Pull out every line of the listing below that contains the string "rule", treating uppercase and lowercase as different.

>> Begin Listing

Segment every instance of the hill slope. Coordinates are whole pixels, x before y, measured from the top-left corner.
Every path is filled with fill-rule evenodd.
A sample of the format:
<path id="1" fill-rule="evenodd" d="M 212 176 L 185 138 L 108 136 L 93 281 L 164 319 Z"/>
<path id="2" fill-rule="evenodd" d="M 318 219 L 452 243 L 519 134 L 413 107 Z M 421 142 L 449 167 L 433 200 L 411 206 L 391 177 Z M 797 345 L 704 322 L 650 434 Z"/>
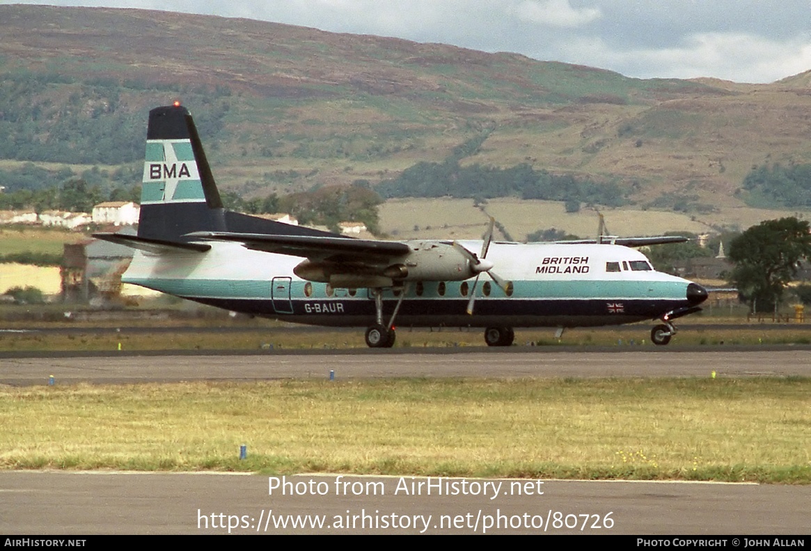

>> End Listing

### Finished task
Every path is filled with fill-rule evenodd.
<path id="1" fill-rule="evenodd" d="M 212 176 L 185 138 L 108 136 L 93 281 L 164 319 Z"/>
<path id="2" fill-rule="evenodd" d="M 318 219 L 452 243 L 519 134 L 413 107 Z M 421 142 L 449 167 L 433 200 L 411 206 L 391 177 Z M 797 345 L 704 322 L 650 434 Z"/>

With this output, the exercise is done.